DIRECTIONS FOR THIS TASK:
For this exercise, print the listing below exactly, without its pictures.

####################

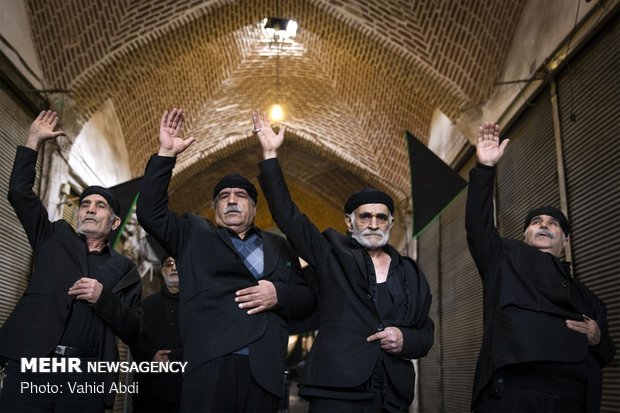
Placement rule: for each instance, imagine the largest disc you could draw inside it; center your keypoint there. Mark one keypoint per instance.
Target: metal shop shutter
(429, 368)
(589, 100)
(461, 308)
(16, 254)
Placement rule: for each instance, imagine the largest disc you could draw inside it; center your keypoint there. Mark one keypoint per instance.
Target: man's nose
(374, 222)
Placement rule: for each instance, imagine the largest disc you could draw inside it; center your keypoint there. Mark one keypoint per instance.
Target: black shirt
(84, 328)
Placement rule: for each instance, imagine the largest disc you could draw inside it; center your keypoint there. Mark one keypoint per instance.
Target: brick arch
(320, 181)
(368, 73)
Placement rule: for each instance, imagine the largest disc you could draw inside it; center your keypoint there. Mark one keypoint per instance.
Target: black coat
(161, 332)
(527, 298)
(211, 269)
(340, 356)
(37, 322)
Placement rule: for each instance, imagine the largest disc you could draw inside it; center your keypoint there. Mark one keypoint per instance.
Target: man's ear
(116, 223)
(348, 222)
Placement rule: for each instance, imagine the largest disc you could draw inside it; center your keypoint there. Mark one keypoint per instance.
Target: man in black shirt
(373, 301)
(80, 295)
(161, 342)
(240, 285)
(545, 333)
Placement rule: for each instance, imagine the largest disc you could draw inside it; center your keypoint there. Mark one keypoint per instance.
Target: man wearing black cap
(81, 293)
(545, 333)
(160, 342)
(239, 287)
(373, 301)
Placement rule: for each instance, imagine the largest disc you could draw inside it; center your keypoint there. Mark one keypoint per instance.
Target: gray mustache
(544, 232)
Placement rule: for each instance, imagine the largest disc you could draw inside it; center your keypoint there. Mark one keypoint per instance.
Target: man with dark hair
(80, 295)
(239, 287)
(545, 333)
(373, 302)
(160, 342)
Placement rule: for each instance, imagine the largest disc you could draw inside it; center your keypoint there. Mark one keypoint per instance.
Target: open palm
(170, 130)
(489, 149)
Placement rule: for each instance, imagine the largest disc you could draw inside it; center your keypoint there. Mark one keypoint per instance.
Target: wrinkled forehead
(372, 209)
(544, 218)
(236, 191)
(96, 198)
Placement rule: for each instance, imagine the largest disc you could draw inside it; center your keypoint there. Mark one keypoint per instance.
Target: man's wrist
(166, 152)
(270, 154)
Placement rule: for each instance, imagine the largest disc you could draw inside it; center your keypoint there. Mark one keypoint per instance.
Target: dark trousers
(48, 392)
(516, 391)
(515, 400)
(225, 384)
(325, 405)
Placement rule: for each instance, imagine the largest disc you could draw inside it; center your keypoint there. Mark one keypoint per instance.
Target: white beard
(370, 243)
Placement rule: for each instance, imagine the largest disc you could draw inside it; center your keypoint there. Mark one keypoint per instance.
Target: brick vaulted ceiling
(357, 76)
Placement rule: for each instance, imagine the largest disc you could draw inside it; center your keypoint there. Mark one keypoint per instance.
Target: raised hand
(489, 150)
(266, 136)
(42, 129)
(589, 327)
(390, 339)
(170, 141)
(87, 289)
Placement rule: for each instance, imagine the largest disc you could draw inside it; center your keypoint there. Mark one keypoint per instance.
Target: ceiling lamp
(278, 29)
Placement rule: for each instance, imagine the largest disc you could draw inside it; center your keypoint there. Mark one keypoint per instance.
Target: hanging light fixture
(278, 30)
(276, 113)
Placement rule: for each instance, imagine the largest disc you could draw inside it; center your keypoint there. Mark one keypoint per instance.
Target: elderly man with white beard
(373, 301)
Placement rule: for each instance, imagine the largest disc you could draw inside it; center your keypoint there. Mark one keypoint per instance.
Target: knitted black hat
(368, 196)
(236, 181)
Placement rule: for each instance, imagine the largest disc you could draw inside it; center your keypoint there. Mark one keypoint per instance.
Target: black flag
(433, 184)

####################

SOLUTION TO THIS PROBLEM:
Placement rule: for each instance, imagine the largest disc you could draw inside it; center your keypoint there. Mark one keypoint per instance.
Target: metal shop shutter
(429, 368)
(589, 100)
(461, 308)
(16, 254)
Placement rule: for each instance, imagine the largest disc you could draw inside it; center your keypoint there. Mark one keypoint per instance.
Target: man's nose
(374, 222)
Placement rule: for each instance, imagine the largest disc you could draw inside it; center your keypoint there. Mark one keypoint per instance.
Target: black shirt
(84, 328)
Placement rule: for each instance, imagine the largest disc you could draw inside it; center your keypoint there. Mark one keypoint per instance.
Target: brick arch
(320, 181)
(368, 73)
Placement rule: for each instance, imagine the largest disc you could draw inside it; center your keypoint there. Mark one keypoint per instance.
Target: black coat
(161, 332)
(527, 298)
(211, 269)
(340, 356)
(37, 322)
Placement rule: for each instance, imagine the largest disc you could draw inside it; center your keypoint there. Mark one keypoint per instance.
Target: man's ear
(116, 223)
(348, 222)
Placement rule: for each instance, imagine the largest disc you could draw inside it; center your keypoint there. Mark one keypoint per instance.
Target: man in black shirt
(373, 301)
(80, 295)
(161, 342)
(240, 285)
(545, 333)
Placement rule: for each instance, imagine the largest disc you could draw inside it; center your keypoint there. Mark one keypoint per instance.
Target: man wearing black cap
(81, 293)
(545, 333)
(160, 342)
(239, 287)
(373, 301)
Placement rule: for each instance, imagine the largest disc you could draw inside it; center your keypoint there. Mark one keypoint per instance.
Target: gray mustache
(544, 232)
Placement rule: for each instance, imagine the largest disc you could draw inside it; center your keypoint there. Mark one keypoint per instance.
Target: man with dark hair
(80, 295)
(239, 287)
(545, 333)
(373, 302)
(160, 342)
Placement rule: for each instance, imagine the largest disc you could draw inside it; center your keypoint there. Mark one keypoint per instance.
Target: open palm
(170, 130)
(489, 149)
Placement rule: for each instance, imagine the largest disc you could draw inside it; center your keypoint there. Mark one keypoint per instance.
Target: wrinkled forehead
(372, 209)
(544, 218)
(236, 191)
(96, 198)
Placement rule: for each instance, imagine the largest disc you could draw inside it; center your keypoint there. Mark one keypoint per instance.
Target: man's wrist
(166, 152)
(270, 154)
Placement rule: for each instance, imagine the largest disc you could draw inside it; center your keypoint there. Mark one keypoint per instance.
Target: dark trousers
(48, 392)
(516, 391)
(515, 400)
(225, 384)
(325, 405)
Placement rule: for each instance, imagine the largest disc you could draw inside it; center your keypoint there. Mark one keypoint per instance.
Target: white beard
(370, 243)
Placement rule: for each instance, imagine the largest disc you could draw inside it; center your keypoint there. Mark one keypoint per instance.
Target: brick vaulted ceiling
(357, 76)
Placement rule: for each instance, imagine the largest disc you could draw inside it; center your keypoint there. Mark one keypoint per instance.
Target: raised hand
(489, 150)
(266, 136)
(42, 129)
(589, 327)
(390, 339)
(170, 141)
(87, 289)
Placement rule: for each instance, imagine the largest disc you could draw inside it; center your keypoint there. Mark one keypoint per instance.
Target: ceiling lamp
(278, 29)
Placement rule: for each instance, imagine the largest disc you could draw inside it; center your keypoint there. Mark one keypoint per instance.
Target: hanging light fixture
(278, 30)
(276, 113)
Placement rule: for each instance, imagine the largest disc you could draw inside it; center your keypoint there. Mark one keypoint per instance.
Target: elderly man with white beard
(373, 301)
Placement rule: for each instance, imagine the largest disc you could draw inside it; center your keypoint there. Mark one keypoint per instance.
Target: knitted black hat
(368, 196)
(236, 181)
Placement rule: for each instance, imagine the largest disc you could draw inside it; center your keypoint there. Mark one keypoint per instance.
Target: black flag
(433, 184)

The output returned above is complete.